_DOCUMENT EXCERPT_.
○ ○ ○

That conference was in January 2011. At that point Wilcox already had the New Family Structure Study machinery in motion, which would end up confirming to the faithful what they already knew.


Take it from the Pope


For the “World Day of Peace,” which is today, instead of congratulating the newly weds — who are upholding the transformed but still living (for better or worse, in sickness and in health) institution of marriage — Pope Benedict (Ratzinger) issued a statement that included this about homogamous marriage:

There is also a need to acknowledge and promote the natural structure of marriage as the union of a man and a woman in the face of attempts to make it juridically equivalent to radically different types of union; such attempts actually harm and help to destabilize marriage, obscuring its specific nature and its indispensable role in society.

These principles are not truths of faith, nor are they simply a corollary of the right to religious freedom. They are inscribed in human nature itself, accessible to reason and thus common to all humanity. The Church’s efforts to promote them are not therefore confessional in character, but addressed to all people, whatever their religious affiliation. Efforts of this kind are all the more necessary the more these principles are denied or misunderstood, since this constitutes an offence against the truth of the human person, with serious harm to justice and peace.

I’m not enough of a Pope-ologist to know how rare this is, but what struck me was his claim that his opinion is “accessible to reason and thus common to all humanity.”

There is a convention in the U.S. that we can criticize each other’s opinions, but it’s impolite to criticize each other’s beliefs (as long as those beliefs are religious, meaning not too recent in origin). So it’s fine for me to say that you are wrong about secular subjects, like physics and sports, but it’s impolite to say you are wrong if you believe that God speaks directly to you or that cavemen played with dinosaurs. Or, more directly relevant to the Pope, scientists can say that virgin conception is generally unlikely, but it would be impolite to say it never ever happened, not even once.

○ ○ ○

Carry on the essay about Pope Benedict's World Day of Peace statement on marriage, picking up right after its final sentence.

_STORED DATA_.
○ ○ ○

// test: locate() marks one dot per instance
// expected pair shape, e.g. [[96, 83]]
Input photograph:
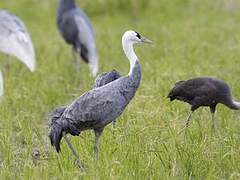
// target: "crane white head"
[[128, 40]]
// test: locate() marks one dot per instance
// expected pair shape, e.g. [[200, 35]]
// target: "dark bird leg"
[[73, 150], [76, 57], [214, 126], [98, 133], [187, 122]]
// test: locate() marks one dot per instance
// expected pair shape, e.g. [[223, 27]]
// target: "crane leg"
[[73, 151], [114, 124], [98, 133], [76, 57], [187, 122]]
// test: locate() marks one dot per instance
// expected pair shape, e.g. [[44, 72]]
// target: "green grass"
[[191, 38]]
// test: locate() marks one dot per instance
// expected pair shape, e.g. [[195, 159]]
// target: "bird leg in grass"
[[187, 122], [214, 125], [73, 150], [76, 57], [114, 124], [98, 133]]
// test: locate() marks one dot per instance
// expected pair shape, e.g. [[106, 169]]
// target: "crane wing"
[[15, 40], [100, 104], [105, 78]]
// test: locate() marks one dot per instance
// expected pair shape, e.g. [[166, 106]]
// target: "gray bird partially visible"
[[100, 106], [15, 41], [76, 29], [203, 91]]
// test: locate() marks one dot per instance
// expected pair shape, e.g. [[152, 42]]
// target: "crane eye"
[[138, 35]]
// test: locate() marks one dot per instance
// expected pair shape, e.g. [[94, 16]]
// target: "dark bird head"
[[134, 37], [58, 126]]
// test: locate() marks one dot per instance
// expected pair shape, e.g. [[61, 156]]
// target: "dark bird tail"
[[58, 126], [55, 136]]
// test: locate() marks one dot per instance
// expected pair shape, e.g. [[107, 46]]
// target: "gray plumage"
[[105, 78], [101, 80], [76, 29], [203, 91], [96, 108], [100, 106]]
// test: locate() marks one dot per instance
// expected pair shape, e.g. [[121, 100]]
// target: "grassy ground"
[[191, 38]]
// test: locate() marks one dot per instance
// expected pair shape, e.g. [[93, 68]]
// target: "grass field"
[[191, 38]]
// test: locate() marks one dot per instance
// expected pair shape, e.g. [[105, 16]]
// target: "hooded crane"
[[101, 80], [203, 91], [100, 106], [15, 41], [76, 29]]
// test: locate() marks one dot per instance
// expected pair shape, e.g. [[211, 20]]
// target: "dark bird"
[[76, 29], [15, 40], [100, 106], [203, 91]]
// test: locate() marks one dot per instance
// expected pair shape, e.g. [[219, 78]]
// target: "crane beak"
[[145, 40]]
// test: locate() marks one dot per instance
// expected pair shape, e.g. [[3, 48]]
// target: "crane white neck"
[[129, 51]]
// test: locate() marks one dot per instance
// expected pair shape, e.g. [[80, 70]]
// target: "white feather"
[[15, 40]]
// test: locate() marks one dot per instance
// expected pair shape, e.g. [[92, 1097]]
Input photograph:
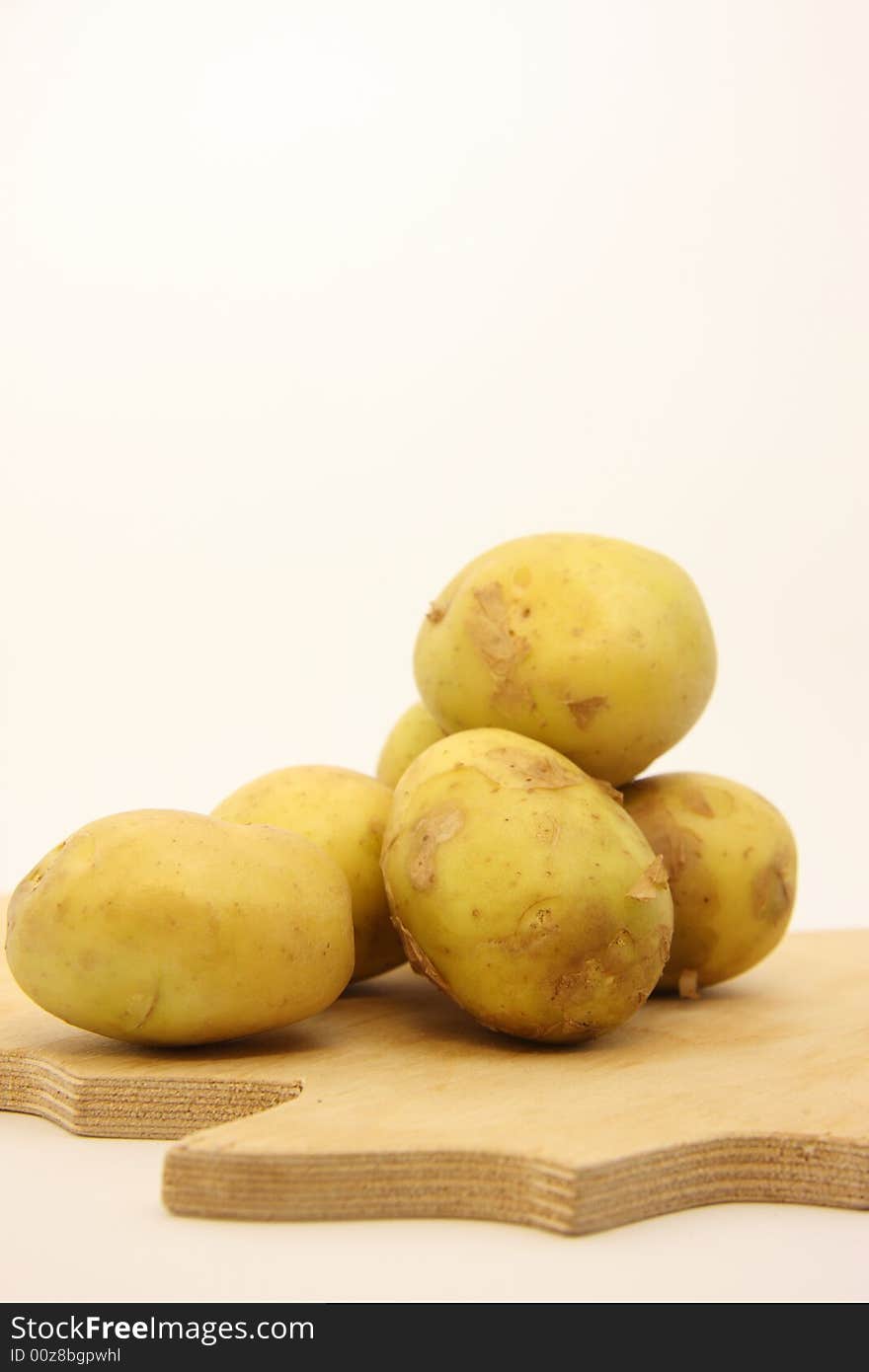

○ ○ ○

_RESPONSE TO THIS EXERCISE_.
Anyway, that’s a long way of getting around to the point that I find the Pope’s statement galling. If he wants to express political opinions, fine. I have no objection to that as long as the giant, multibillion-dollar real estate and educational empire he runs isn’t tax exempt.

But if he’s going to make statements with that hat on — that is, subject to a declaration of infallibility* — he should lay off the social-science proclamations. If he wants to argue in the realm of reason, rather than faith, then we may weigh his record of expressed belief in fairy tales against his scientific credibility.

Believe it or not

Learning as I go here: turns out the Pope has a whole scientific academy called the Pontifical Academy of Sciences (where the “peer review” is not done by your peers, if you know what I mean). And naturally they’ve been all over this subject of reason and faith. I read a 2006 talk titled “Secularism, Faith and Freedom,” which was apparently presented to this audience:


And I thought the American Sociological Association conference was a dynamic scene!

The paper says it’s necessary for religious people to argue their positions freely in a secular state’s public square. These positions include, “Faith is the root of freedom,” and “a proper secularism requires faith.” That is because liberal democracy otherwise is a moral vacuum of pragmatic consumerism with no higher purpose. So I gather that, just as any “gaps” in the fossil record summon Creation as an explanation, so does any lack of morality in the public sphere demand to be filled by faith — specifically, a “Creator who addresses us and engages us before ever we embark on social negotiation.” Absent that presence, “the liberal ideal becomes deeply anti-humanist.”

Although, after reading this whole paper and the Pope’s statement, I confess (my word choice) that I’m not sure “humanist” is really what they’re going for.

Can. 749 §1. By virtue of his office, the Supreme Pontiff possesses infallibility in teaching when as the supreme pastor and teacher of all the Christian faithful, who strengthens his brothers and sisters in the faith, he proclaims by definitive act that a doctrine of faith or morals is to be held.